▸ EXCERPTED TEXT:
■ ■ ■ ■ ■

Learning Go: RPC between Go and C/C++/Ruby/etc

I am curious to develop an online system using Go, but I have to rely
on some ready-to-use code in C/C++ (and maybe other languages), for
example, CJK word segmenters written in C/C++ or Java.

To invoke existing code from Go programs, we can build exisitng code
into shared libraries and wrap them using SWIG, as discussed in
this post
. An alternative to SWIG is to build exisitng code in an
RPC server.

A well-known RPC mechanism is Apache Thrift, which officially
supports C++, Java, Python, PHP, Ruby, Erlang, Perl, Haskell, C#,
Cocoa, JavaScript, Node.js, Smalltalk, and OCaml. Go is not in the
list, but we can resort to thrift4go.

Other than Thrift, MsgPack-RPC is
another solution. A major difference between them is that Thrift data
and services must follow pre-defined schema (similar to Google
Protocol Buffer), but MsgPack-RPC is schema-free (the same idea behind
JSON and XML).

■ ■ ■ ■ ■

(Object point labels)
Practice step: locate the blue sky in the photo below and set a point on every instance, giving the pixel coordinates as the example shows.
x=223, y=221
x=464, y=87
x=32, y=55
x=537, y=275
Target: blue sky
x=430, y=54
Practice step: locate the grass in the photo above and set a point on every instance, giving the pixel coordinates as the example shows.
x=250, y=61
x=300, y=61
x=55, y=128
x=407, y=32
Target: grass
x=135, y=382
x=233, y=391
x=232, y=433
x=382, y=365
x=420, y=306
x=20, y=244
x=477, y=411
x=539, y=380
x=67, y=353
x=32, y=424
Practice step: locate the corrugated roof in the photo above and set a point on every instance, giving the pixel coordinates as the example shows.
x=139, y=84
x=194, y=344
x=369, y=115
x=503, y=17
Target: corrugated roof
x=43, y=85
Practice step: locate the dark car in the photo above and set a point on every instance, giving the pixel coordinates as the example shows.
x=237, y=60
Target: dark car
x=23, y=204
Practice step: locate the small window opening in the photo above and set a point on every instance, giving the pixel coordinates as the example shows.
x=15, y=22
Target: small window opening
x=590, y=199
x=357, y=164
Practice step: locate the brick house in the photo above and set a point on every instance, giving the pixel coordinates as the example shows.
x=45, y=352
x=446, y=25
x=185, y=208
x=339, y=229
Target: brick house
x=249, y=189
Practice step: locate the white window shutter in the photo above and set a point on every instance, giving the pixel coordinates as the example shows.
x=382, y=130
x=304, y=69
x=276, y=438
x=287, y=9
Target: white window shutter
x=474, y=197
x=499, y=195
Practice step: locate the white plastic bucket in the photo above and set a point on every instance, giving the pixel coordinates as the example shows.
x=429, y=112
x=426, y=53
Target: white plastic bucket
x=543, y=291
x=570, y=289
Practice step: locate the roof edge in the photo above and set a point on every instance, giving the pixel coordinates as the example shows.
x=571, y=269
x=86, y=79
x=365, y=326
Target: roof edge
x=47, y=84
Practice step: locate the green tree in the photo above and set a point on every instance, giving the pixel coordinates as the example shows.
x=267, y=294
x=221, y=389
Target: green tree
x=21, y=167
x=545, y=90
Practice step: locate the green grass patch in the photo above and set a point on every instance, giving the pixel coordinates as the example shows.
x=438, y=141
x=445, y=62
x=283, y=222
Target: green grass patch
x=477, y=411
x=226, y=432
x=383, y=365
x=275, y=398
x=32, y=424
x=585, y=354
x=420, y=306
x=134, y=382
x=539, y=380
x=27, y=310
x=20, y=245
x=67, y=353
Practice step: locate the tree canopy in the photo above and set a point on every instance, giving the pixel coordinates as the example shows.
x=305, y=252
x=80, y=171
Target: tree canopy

■ ■ ■ ■ ■

▸ WRITTEN TASK 1: Edit the entries from their first line through the line containing "x=570, y=289": replace "corrugated roof" with "metal roof" and leave everything else as it is.
▸ WRITTEN TASK 2: Pick up the post on RPC between Go and other languages after its last sentence and keep writing it.
The text and the entries were taken from separate sources.

▸ WRITTEN REPLY 1:
Practice step: locate the blue sky in the photo below and set a point on every instance, giving the pixel coordinates as the example shows.
x=223, y=221
x=464, y=87
x=32, y=55
x=537, y=275
Target: blue sky
x=430, y=54
Practice step: locate the grass in the photo above and set a point on every instance, giving the pixel coordinates as the example shows.
x=250, y=61
x=300, y=61
x=55, y=128
x=407, y=32
Target: grass
x=135, y=382
x=233, y=391
x=232, y=433
x=382, y=365
x=420, y=306
x=20, y=244
x=477, y=411
x=539, y=380
x=67, y=353
x=32, y=424
Practice step: locate the metal roof in the photo above and set a point on every instance, giving the pixel coordinates as the example shows.
x=139, y=84
x=194, y=344
x=369, y=115
x=503, y=17
Target: metal roof
x=43, y=85
Practice step: locate the dark car in the photo above and set a point on every instance, giving the pixel coordinates as the example shows.
x=237, y=60
Target: dark car
x=23, y=204
Practice step: locate the small window opening in the photo above and set a point on every instance, giving the pixel coordinates as the example shows.
x=15, y=22
Target: small window opening
x=590, y=199
x=357, y=164
Practice step: locate the brick house in the photo above and set a point on every instance, giving the pixel coordinates as the example shows.
x=45, y=352
x=446, y=25
x=185, y=208
x=339, y=229
Target: brick house
x=249, y=189
Practice step: locate the white window shutter in the photo above and set a point on every instance, giving the pixel coordinates as the example shows.
x=382, y=130
x=304, y=69
x=276, y=438
x=287, y=9
Target: white window shutter
x=474, y=197
x=499, y=195
Practice step: locate the white plastic bucket in the photo above and set a point on every instance, giving the pixel coordinates as the example shows.
x=429, y=112
x=426, y=53
Target: white plastic bucket
x=543, y=291
x=570, y=289

▸ WRITTEN REPLY 2:
Both Thrift and MsgPack-RPC can be used to build multi-threading
servers, at least when you program in C++. Thrift has several C++
base classes, each defines a serving strategy. Among them, the
TNonblockingServer supports thread per request and is very
likely what you want. Other serving strategies process all requests
using a single thread and the polling trick, or process requests from
a connection using a thread (thread per connection). The
single-thread strategy does not make full use of your hardware, and
the thread-per-connection one is vulnerable to DoS attacks [1].

MsgPack-RPC delivers simply the best choice — it always process all
requests in parallel even if the messages were reached via a single
connection [2].

In order to use MsgPack-RPC as a bridge between Go and C++ programs,
we need the following packages:

  1. MsgPack for C++, which serializes and parses data, can be
    installed from pre-built packages. On Mac OS X, type the command:

     brew install msgpack 
  2. mpio, a dependency
    of MsgPack-PRC for C++, need to be built from source code:

    git clone https://github.com/frsyuki/mpio.git
    cd mpio
    ./bootstrap
    ./configure --enable-static --prefix=<where-to-install-mpio>
    make && make install
    
  3. MsgPack-RPC for C++, need to be built from source code:
    git clone https://github.com/bketelsen/msgpack-pack.git
    cd msgpack-rpc/cpp
    ./bootstrap
    ./configure --enable-static --prefix=<where-to-install> \
                --with-mpio=<where-to-install-mpio>
    make && make install
    
  4. MsgPack for Go, need to be built from source code.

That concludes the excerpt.